■ OBJECTIFS
1. Selon le compte rendu, dans quel but la proposition de loi instaure-t-elle de nouvelles règles budgétaires et comptables pour les départements ? Répondez en une à trois phrases.
2. Citez fidèlement le passage du compte rendu qui s'ouvre sur les mots contenant « - Informations relatives » et se termine par « aux départements (n° 472). ».

COMMISSION des LOIS CONSTITUTIONNELLES,
de la LÉGISLATION et de l'ADMINISTRATION GÉNÉRALE
de la RÉPUBLIQUE

COMPTE RENDU N° 22

(Application de l'article 46 du Règlement)

Mercredi 29 janvier 2003
(Séance de 9 heures 30)

Présidence de M. Pascal Clément, président

SOMMAIRE

 

pages

- Proposition de loi, adoptée par le Sénat, portant réforme des règles budgétaires et comptables applicables aux départements (n° 472) (M. Alain Gest, rapporteur). (rapport)

2

- Informations relatives à la Commission

 

La Commission a examiné, sur le rapport de M. Alain Gest, la proposition de loi, adoptée par le Sénat, portant réforme des règles budgétaires et comptables applicables aux départements (n° 472).

Rappelant que la proposition de loi s'inscrivait dans le cadre d'une réforme d'ensemble de la comptabilité locale, commencée en 1994 avec l'instruction comptable M 14 applicable aux communes, le rapporteur a souligné la grande technicité du dispositif adopté par le Sénat à l'initiative d'un de ses membres. Il a précisé que le texte avait été élaboré en étroite concertation avec l'Assemblée des départements de France, les juridictions financières et le Centre national de la Fonction publique territoriale et faisait en outre l'objet d'une expérimentation, conduite dans seize départements en 2001 et étendue à six autres en 2003. Présentant les objectifs poursuivis par la proposition de loi, il a indiqué qu'il s'agissait d'instaurer des règles permettant de donner une image fidèle de la composition du patrimoine des départements et de faciliter le contrôle des autorisations de dépenses et de recettes, tout en améliorant l'information des élus et des citoyens. Il a ajouté que le texte avait également pour objet de moderniser des règles issues, pour certaines, de la loi du 10 août 1871 relative aux conseils généraux. Tout en exprimant sa satisfaction devant l'unanimité recueillie au Sénat, il a déclaré partager les réserves des sénateurs sur la complexité des documents comptables, et a rappelé que le ministre délégué aux libertés locales avait annoncé la création d'un groupe de travail sur ce sujet.

■ DONNÉES FOURNIES
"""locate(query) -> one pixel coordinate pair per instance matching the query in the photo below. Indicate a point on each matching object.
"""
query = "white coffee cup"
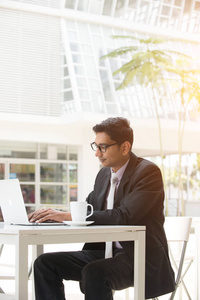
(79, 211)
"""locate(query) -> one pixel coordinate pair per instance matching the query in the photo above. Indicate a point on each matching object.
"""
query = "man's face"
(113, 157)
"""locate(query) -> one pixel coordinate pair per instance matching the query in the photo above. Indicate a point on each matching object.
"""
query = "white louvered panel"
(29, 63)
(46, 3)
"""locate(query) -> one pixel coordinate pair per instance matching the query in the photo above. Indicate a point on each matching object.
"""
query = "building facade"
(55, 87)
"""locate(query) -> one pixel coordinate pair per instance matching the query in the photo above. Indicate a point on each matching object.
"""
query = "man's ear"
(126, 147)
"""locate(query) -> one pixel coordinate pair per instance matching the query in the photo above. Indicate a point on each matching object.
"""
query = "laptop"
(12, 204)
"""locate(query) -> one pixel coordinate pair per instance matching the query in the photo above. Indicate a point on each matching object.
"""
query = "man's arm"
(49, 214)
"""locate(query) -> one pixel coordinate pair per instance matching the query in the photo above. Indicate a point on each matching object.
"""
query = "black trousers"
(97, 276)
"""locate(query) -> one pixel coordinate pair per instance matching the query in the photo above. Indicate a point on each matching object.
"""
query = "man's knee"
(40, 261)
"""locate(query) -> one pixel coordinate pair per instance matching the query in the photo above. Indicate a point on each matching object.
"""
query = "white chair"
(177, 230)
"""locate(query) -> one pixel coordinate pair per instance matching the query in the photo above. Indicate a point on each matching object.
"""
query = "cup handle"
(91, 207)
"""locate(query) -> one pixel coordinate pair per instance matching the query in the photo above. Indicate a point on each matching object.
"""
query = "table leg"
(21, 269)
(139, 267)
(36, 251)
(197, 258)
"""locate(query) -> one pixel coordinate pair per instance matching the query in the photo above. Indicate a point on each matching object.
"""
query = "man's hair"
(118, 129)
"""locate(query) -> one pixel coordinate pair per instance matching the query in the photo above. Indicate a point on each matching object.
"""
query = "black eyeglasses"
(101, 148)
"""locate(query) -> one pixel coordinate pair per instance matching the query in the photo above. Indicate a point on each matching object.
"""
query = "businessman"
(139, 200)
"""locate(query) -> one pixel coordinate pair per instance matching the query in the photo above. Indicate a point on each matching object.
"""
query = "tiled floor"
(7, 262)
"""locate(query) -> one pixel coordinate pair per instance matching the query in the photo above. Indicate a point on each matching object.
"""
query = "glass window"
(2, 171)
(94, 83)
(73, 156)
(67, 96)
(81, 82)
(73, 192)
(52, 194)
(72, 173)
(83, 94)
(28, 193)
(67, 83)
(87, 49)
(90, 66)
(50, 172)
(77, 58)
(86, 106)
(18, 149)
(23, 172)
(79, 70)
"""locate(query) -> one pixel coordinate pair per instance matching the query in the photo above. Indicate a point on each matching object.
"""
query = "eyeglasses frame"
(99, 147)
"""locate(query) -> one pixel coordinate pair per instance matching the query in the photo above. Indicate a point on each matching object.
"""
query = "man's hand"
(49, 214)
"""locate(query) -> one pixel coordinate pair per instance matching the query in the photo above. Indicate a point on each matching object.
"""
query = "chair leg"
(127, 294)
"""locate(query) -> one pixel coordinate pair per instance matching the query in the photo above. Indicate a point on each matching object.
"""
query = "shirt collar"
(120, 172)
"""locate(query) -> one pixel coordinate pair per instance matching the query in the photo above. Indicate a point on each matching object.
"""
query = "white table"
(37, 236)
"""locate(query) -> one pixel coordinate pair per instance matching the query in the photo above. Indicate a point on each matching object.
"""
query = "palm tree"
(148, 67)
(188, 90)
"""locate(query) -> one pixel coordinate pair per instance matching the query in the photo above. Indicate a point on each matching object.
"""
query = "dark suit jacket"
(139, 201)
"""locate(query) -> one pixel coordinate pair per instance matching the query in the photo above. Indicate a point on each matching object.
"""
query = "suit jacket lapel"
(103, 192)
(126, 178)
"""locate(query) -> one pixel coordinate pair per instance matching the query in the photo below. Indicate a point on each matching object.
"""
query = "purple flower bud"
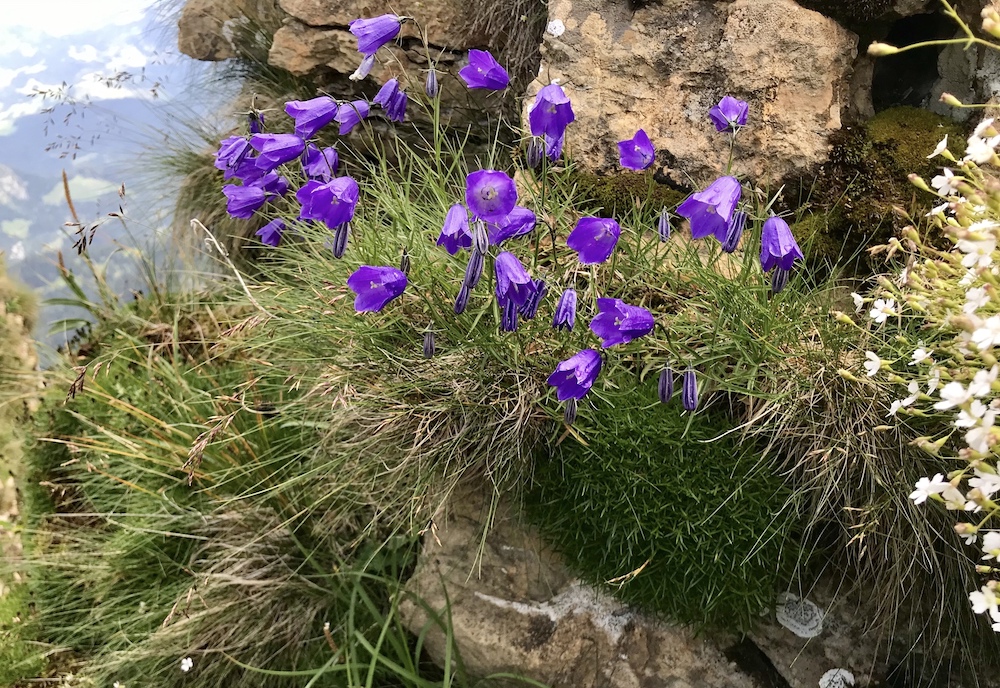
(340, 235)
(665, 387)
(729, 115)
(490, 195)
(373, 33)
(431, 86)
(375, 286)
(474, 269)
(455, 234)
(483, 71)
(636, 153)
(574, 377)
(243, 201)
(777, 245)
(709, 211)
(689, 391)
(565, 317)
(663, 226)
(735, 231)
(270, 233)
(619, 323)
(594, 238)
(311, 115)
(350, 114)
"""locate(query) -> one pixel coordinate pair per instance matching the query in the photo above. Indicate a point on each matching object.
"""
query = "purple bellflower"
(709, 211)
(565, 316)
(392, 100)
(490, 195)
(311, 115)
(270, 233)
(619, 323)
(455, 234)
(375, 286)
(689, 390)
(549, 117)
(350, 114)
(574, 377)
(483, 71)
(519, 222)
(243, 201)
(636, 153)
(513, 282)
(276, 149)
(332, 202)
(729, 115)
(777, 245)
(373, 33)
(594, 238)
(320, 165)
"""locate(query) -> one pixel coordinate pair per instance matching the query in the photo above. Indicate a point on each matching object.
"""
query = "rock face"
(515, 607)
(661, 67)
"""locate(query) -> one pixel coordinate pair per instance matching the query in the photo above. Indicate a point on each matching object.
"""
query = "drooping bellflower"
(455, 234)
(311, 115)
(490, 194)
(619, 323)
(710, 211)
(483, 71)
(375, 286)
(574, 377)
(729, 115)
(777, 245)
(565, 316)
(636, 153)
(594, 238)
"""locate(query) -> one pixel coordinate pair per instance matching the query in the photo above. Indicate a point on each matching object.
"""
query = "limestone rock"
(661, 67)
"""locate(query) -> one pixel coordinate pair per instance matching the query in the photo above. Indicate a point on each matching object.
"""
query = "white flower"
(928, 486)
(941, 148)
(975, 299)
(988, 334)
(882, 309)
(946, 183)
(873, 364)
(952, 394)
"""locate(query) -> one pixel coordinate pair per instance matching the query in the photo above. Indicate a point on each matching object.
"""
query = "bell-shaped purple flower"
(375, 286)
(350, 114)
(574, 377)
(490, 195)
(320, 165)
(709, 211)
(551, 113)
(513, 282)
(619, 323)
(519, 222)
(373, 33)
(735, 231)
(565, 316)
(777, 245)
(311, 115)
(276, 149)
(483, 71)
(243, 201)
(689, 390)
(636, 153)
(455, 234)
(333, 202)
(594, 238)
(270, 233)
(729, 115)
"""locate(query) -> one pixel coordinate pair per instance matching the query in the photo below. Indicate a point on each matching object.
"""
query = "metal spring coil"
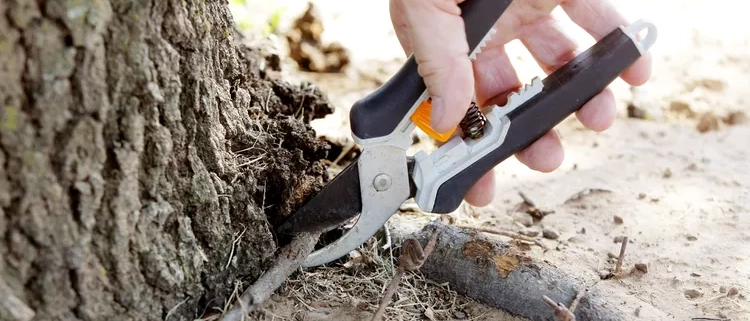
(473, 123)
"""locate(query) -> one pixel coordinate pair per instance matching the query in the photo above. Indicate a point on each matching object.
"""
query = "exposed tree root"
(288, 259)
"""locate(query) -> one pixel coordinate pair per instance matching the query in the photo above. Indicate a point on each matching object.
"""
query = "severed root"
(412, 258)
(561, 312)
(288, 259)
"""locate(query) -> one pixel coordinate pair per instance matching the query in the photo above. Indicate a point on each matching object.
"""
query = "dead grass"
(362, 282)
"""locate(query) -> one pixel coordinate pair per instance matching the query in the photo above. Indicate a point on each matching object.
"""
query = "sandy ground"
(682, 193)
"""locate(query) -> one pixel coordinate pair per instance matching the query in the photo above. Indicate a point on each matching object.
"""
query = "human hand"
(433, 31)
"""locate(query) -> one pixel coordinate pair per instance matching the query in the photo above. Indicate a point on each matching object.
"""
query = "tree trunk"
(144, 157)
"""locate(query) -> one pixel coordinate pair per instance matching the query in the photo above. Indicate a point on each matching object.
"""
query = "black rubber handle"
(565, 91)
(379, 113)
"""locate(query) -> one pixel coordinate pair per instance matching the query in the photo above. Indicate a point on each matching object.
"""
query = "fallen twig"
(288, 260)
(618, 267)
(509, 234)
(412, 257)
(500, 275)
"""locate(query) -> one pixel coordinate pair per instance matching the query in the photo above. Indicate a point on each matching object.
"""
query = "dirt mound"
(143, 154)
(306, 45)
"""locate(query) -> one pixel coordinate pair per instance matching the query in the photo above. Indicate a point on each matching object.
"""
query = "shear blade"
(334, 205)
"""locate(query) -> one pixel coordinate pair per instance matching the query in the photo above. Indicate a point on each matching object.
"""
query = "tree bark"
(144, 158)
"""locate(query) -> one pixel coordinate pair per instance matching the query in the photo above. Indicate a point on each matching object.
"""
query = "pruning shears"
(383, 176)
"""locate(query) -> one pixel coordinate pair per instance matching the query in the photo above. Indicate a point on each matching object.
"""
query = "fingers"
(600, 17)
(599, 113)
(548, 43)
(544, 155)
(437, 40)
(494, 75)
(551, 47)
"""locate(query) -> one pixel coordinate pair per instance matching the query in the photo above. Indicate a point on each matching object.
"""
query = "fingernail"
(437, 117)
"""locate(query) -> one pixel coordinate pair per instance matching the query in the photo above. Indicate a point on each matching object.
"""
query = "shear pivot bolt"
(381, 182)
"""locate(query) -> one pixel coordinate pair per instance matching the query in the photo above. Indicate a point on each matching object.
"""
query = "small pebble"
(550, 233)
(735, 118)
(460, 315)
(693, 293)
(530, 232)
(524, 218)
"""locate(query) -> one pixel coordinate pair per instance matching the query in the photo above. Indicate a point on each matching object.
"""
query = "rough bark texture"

==

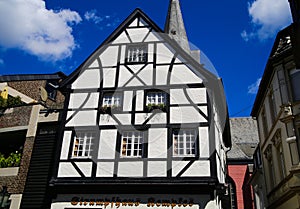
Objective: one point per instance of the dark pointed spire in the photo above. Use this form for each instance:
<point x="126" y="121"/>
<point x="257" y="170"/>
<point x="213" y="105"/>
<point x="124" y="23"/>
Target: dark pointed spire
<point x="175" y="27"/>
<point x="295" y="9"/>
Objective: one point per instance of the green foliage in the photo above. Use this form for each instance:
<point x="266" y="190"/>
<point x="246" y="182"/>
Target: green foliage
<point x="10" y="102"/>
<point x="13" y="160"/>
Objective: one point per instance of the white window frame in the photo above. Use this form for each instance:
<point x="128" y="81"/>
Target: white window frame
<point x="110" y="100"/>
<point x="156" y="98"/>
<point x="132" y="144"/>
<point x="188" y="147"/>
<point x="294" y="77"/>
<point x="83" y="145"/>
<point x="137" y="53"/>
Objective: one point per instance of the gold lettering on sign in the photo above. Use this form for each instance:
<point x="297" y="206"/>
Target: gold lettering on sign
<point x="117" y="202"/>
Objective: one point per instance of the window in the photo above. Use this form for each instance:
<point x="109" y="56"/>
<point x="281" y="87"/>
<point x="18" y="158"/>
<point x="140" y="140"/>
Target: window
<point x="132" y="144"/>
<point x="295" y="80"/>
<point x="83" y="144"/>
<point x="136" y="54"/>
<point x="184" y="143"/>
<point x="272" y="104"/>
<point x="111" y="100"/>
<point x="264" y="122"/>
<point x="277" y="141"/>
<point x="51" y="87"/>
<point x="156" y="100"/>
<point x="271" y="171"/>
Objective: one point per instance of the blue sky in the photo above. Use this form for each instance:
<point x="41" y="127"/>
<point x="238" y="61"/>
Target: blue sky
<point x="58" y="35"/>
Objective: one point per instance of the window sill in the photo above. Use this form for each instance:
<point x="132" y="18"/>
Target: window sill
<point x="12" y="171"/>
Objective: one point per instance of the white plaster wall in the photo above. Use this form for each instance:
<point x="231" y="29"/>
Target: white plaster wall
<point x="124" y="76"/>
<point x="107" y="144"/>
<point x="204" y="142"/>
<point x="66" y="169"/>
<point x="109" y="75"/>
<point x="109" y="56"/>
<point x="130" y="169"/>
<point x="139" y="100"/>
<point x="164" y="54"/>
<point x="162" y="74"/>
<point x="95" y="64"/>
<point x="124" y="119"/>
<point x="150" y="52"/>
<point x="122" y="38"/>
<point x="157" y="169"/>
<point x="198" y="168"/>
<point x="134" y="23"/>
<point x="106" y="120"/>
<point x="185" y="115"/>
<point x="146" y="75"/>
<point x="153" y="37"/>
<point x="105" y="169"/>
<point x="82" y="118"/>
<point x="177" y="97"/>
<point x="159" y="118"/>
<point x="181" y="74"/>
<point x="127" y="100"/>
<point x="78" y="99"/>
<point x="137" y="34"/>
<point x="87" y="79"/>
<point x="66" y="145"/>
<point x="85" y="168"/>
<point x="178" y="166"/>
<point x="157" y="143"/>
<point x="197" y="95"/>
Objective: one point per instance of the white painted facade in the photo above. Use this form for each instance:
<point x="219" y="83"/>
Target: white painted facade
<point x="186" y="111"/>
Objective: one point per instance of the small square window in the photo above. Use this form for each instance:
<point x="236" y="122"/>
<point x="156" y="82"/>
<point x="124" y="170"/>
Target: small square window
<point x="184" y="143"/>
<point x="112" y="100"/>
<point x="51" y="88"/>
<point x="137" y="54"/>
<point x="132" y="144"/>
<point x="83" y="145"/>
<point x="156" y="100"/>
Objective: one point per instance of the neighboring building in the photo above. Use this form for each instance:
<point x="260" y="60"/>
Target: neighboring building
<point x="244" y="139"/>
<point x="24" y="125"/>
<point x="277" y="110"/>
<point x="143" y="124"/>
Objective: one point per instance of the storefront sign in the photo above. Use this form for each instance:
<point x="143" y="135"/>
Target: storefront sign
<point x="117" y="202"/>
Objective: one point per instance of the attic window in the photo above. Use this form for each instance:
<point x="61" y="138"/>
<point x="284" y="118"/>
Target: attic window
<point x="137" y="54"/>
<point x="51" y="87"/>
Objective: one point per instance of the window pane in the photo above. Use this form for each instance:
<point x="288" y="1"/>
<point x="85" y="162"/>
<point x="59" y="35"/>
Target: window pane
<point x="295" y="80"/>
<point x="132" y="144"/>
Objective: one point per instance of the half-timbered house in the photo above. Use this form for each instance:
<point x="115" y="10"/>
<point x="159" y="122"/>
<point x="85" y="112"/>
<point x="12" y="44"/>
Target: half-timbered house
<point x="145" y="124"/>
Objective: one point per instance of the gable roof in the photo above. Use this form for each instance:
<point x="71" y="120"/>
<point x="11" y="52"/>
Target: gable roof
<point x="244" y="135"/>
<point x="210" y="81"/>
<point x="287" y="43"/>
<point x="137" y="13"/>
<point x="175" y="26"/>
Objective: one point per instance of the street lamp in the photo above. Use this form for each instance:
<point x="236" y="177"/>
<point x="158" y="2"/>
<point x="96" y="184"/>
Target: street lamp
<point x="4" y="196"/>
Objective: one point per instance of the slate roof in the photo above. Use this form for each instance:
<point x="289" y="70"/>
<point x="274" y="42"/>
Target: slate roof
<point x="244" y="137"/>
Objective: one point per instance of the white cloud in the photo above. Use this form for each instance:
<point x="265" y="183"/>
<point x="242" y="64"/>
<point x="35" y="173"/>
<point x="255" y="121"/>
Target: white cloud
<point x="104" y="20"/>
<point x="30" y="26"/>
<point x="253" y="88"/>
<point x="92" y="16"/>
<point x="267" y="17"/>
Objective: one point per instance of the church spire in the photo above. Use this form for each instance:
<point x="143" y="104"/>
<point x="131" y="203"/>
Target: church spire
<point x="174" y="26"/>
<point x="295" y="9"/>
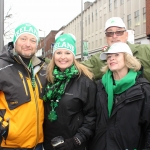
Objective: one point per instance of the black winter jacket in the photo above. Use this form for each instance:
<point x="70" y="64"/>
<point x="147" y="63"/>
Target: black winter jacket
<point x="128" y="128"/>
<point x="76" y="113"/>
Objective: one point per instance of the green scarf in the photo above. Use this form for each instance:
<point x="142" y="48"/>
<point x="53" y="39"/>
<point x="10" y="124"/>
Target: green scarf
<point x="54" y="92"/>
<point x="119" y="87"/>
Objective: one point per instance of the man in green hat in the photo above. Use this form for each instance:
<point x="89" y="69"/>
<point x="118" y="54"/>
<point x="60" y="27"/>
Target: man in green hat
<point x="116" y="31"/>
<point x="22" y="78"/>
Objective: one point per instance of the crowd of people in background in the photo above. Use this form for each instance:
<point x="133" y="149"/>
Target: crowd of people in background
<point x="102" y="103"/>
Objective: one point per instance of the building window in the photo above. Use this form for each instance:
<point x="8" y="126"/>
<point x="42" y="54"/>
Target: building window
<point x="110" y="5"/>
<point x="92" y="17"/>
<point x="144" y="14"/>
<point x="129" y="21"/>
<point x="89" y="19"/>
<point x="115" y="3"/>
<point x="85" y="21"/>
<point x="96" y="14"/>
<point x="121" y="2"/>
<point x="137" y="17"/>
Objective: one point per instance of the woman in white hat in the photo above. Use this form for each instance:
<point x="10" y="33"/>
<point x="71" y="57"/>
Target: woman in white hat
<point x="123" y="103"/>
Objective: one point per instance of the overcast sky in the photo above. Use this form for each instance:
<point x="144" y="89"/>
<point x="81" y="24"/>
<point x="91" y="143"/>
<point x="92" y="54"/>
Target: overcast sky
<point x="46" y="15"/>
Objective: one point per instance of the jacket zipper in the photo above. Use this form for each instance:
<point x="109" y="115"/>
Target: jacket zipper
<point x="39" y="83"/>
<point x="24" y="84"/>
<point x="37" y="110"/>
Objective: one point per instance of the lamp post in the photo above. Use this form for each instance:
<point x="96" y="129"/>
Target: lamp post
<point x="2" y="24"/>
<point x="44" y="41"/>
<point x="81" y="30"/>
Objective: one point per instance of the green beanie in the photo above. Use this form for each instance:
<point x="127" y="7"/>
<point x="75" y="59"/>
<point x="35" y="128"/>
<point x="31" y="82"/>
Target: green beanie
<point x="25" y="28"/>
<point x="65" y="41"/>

■ RÉPONSES ATTENDUES
1. Ces règles doivent donner une image fidèle de la composition du patrimoine des départements et faciliter le contrôle des autorisations de dépenses et de recettes, tout en améliorant l'information des élus et des citoyens. Le texte vise également à moderniser des règles dont certaines sont issues de la loi du 10 août 1871 relative aux conseils généraux.

2.
- Informations relatives à la Commission

 

La Commission a examiné, sur le rapport de M. Alain Gest, la proposition de loi, adoptée par le Sénat, portant réforme des règles budgétaires et comptables applicables aux départements (n° 472).